EXERCISE OBJECTIVE:
Output exactly the lines below, starting with the line that has "Query: turtle rear flipper" and going on through the line that has "[[555, 200], [735, 17]]", both included, and no other lines.

-- TASK INPUT follows --

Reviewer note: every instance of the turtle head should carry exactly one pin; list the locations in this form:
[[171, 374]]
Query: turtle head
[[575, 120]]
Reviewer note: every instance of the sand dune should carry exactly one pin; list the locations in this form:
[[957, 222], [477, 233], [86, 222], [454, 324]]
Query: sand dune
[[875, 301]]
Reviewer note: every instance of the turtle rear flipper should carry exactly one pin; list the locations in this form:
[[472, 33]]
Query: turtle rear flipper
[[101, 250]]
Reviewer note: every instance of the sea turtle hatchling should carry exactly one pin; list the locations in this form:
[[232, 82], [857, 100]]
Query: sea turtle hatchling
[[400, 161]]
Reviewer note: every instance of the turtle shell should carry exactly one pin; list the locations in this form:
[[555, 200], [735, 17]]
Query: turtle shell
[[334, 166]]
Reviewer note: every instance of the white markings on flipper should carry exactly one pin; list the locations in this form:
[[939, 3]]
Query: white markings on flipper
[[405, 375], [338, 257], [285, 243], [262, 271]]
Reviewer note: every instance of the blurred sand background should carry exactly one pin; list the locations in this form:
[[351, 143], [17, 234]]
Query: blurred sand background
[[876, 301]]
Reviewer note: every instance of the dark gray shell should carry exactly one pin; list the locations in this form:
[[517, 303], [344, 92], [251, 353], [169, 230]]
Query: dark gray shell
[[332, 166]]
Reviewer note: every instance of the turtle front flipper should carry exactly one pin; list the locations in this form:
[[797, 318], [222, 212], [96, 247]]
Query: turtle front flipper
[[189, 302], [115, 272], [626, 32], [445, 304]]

-- TASK INPUT concluded --
-- TASK INPUT follows --

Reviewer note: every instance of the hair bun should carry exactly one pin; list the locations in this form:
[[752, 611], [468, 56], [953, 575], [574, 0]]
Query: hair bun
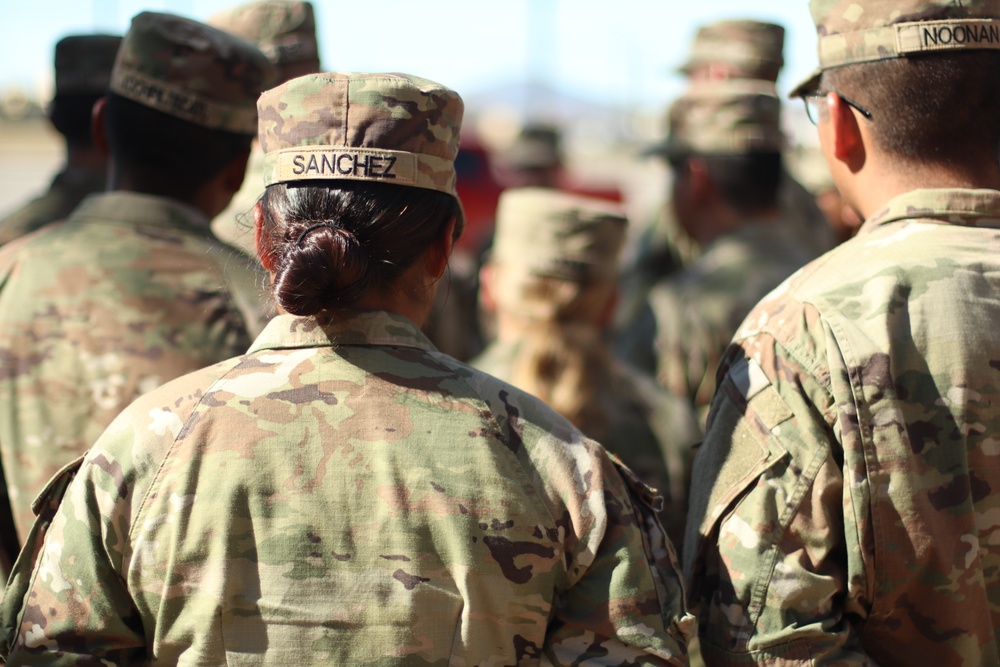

-- TASK INPUT concluded --

FINISHED TASK:
Query: turtle rear flipper
[[101, 250]]
Reviewer note: every instance of the sea turtle hatchling should carry exactly one pin; list the locations in this form:
[[232, 82], [857, 100]]
Query: sea turtle hatchling
[[400, 161]]
Reviewer note: every instance of the turtle shell should carry exactly one pin; list the locations in this form:
[[555, 200], [735, 17]]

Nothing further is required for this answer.